BEGIN Available data
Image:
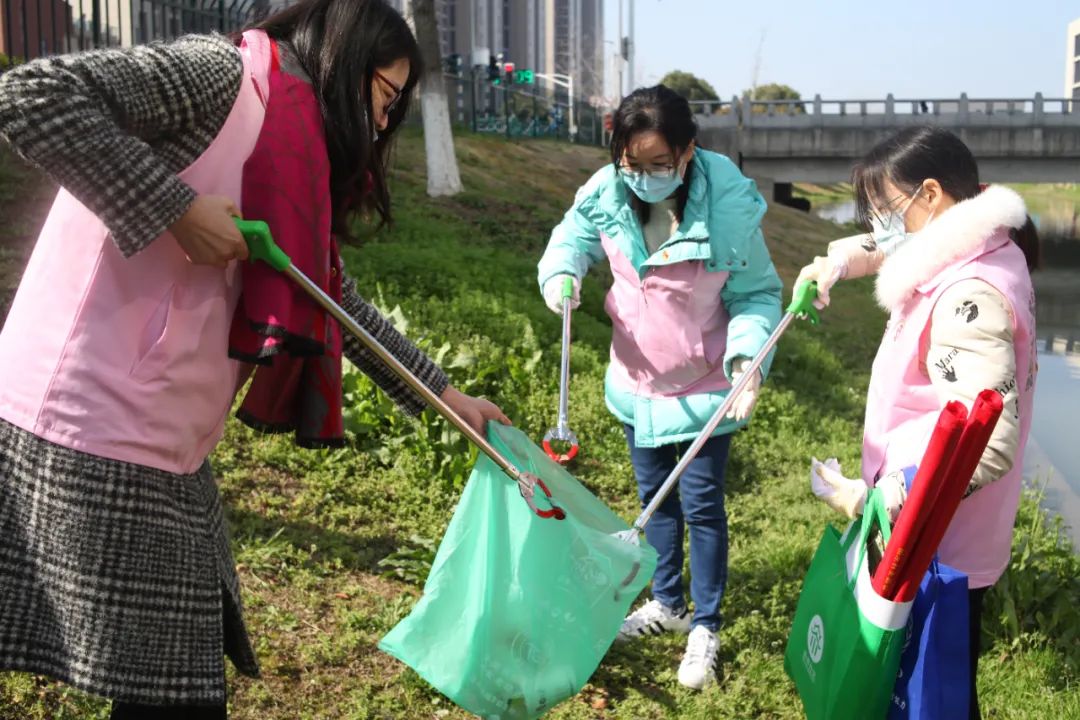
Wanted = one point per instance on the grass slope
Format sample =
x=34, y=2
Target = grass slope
x=310, y=528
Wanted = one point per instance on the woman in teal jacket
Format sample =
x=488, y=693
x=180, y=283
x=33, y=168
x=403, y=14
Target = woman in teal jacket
x=694, y=298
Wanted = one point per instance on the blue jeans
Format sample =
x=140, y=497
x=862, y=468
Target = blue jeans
x=698, y=501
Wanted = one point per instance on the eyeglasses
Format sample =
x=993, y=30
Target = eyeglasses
x=388, y=108
x=656, y=171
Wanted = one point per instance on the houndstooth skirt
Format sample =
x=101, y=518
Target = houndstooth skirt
x=115, y=578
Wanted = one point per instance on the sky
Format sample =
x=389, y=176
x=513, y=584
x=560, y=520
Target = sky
x=854, y=50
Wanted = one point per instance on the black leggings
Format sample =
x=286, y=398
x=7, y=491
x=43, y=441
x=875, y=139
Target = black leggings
x=975, y=621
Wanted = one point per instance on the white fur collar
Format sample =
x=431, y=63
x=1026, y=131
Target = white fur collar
x=958, y=233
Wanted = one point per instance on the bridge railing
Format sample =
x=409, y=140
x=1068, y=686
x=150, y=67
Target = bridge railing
x=890, y=111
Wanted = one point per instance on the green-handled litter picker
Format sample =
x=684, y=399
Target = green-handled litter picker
x=261, y=247
x=801, y=307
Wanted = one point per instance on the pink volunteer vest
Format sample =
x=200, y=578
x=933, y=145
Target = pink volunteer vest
x=902, y=407
x=671, y=343
x=127, y=357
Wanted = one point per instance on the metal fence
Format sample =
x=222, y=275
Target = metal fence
x=520, y=111
x=34, y=28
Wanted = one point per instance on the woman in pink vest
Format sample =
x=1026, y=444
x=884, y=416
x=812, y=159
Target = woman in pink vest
x=120, y=356
x=953, y=261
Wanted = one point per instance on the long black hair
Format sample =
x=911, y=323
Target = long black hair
x=661, y=109
x=340, y=43
x=918, y=153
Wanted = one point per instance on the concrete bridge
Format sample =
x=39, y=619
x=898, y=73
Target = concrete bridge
x=1014, y=139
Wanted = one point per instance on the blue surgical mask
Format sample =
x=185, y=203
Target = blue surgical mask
x=652, y=188
x=889, y=231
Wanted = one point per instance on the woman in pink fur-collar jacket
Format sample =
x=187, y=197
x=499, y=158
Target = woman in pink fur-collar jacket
x=953, y=261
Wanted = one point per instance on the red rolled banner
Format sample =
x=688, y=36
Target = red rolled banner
x=913, y=517
x=976, y=435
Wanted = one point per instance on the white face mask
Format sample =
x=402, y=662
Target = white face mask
x=889, y=230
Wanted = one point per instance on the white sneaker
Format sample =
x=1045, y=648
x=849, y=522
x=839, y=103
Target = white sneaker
x=653, y=619
x=698, y=667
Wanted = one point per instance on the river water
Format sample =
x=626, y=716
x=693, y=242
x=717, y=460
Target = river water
x=1053, y=451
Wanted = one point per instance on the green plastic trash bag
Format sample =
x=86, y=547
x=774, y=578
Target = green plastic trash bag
x=518, y=610
x=846, y=641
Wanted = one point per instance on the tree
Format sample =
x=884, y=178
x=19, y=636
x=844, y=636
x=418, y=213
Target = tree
x=689, y=85
x=775, y=91
x=443, y=175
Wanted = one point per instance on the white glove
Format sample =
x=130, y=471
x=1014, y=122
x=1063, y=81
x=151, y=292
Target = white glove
x=553, y=293
x=826, y=271
x=744, y=404
x=840, y=493
x=848, y=496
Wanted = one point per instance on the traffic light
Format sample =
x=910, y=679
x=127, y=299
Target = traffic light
x=453, y=65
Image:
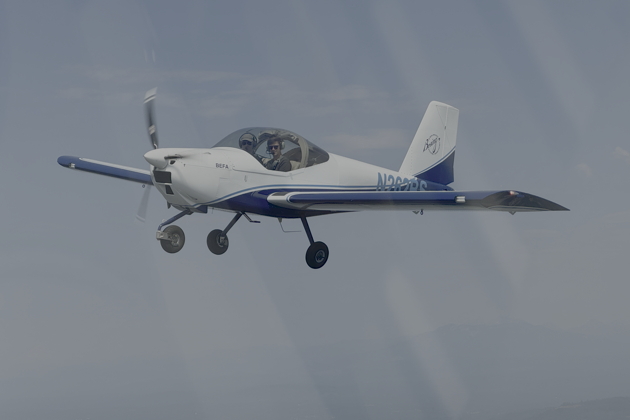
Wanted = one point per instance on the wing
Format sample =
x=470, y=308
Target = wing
END Available data
** Work task **
Once the pictures are set aside, restate the remaining data above exactly.

** Output for this task **
Image:
Wanted = one point per instance on the grass slope
Format sample =
x=34, y=2
Target = grass slope
x=310, y=528
Wanted = one point per instance on the woman in teal jacket
Format sample =
x=488, y=693
x=180, y=283
x=33, y=168
x=403, y=14
Target = woman in teal jacket
x=694, y=298
Wanted = one point per instance on the blue jeans
Format sample =
x=140, y=497
x=862, y=468
Target = blue jeans
x=698, y=501
Wanted = one point per instance on the eyeglasses
Format sample =
x=993, y=30
Target = eyeglasses
x=388, y=108
x=656, y=171
Wanted = one point per instance on the houndstooth skirt
Format sample =
x=101, y=518
Target = houndstooth skirt
x=115, y=578
Wanted = one point per instance on the sky
Format sample =
x=389, y=176
x=513, y=584
x=560, y=520
Target = sky
x=854, y=50
Wanted = one point per instance on the black leggings
Format sample =
x=286, y=398
x=7, y=491
x=43, y=441
x=875, y=139
Target = black leggings
x=975, y=621
Wanted = one point per instance on the white fur collar
Format sample =
x=431, y=63
x=1026, y=131
Target = white fur collar
x=958, y=233
Wanted = one point per instance on the bridge railing
Format sample =
x=409, y=140
x=1068, y=686
x=150, y=67
Target = bridge railing
x=890, y=111
Wanted = one point per instance on the green-handled litter picker
Format sample =
x=684, y=399
Target = green-handled litter picker
x=261, y=247
x=801, y=307
Wanted = one point per instance on the pink volunteer vest
Format sample =
x=200, y=578
x=933, y=145
Target = pink volunteer vest
x=902, y=407
x=671, y=343
x=127, y=357
Wanted = one point per instance on the metal fence
Format sample =
x=222, y=275
Target = metal fence
x=520, y=111
x=34, y=28
Wanted = one point per instance on the woman in pink vest
Format sample =
x=1026, y=444
x=884, y=416
x=812, y=159
Target = woman in pink vest
x=120, y=356
x=953, y=261
Wanted = one point per instance on the long black hair
Format sample =
x=911, y=323
Target = long black hair
x=661, y=109
x=340, y=43
x=918, y=153
Wanted = one point per instance on the concrete bridge
Format sample =
x=39, y=619
x=898, y=73
Target = concrete bridge
x=1014, y=139
Wanted = one point per instance on the blue surgical mask
Format sample =
x=185, y=203
Target = blue surgical mask
x=652, y=188
x=889, y=231
Wanted = one point per instance on the woman in pink fur-collar jacket
Format sample =
x=187, y=197
x=499, y=158
Target = woman in pink fur-collar jacket
x=953, y=261
Wanted = one point per instance on the red rolled banner
Format sample =
x=688, y=36
Target = red rolled banner
x=913, y=517
x=976, y=435
Wanted = one point per instance on the white face mask
Format sample =
x=402, y=662
Target = white face mask
x=889, y=230
Wanted = one point per instance on the white sneaker
Format sample =
x=1045, y=648
x=849, y=522
x=839, y=103
Target = white sneaker
x=653, y=619
x=698, y=667
Wanted = one point per instance on the river water
Format sample =
x=626, y=716
x=693, y=242
x=717, y=460
Target = river water
x=1053, y=451
Wanted = one point per instance on the green plastic trash bag
Format sample =
x=86, y=547
x=774, y=578
Target = green plastic trash bag
x=518, y=610
x=846, y=641
Wanted = one point per instance on the tree
Format sample =
x=884, y=178
x=19, y=636
x=844, y=636
x=418, y=213
Target = tree
x=689, y=85
x=775, y=91
x=443, y=175
Wanted = one point per instance on the white glove
Format sample =
x=130, y=471
x=1014, y=122
x=1063, y=81
x=151, y=292
Target = white glove
x=553, y=293
x=826, y=271
x=744, y=404
x=840, y=493
x=848, y=496
Wanted = one point per instance on the traffic light
Format sample =
x=910, y=679
x=127, y=299
Target = traffic light
x=453, y=65
Image:
Wanted = one point per instance on the wing
Format sample =
x=470, y=308
Target = wing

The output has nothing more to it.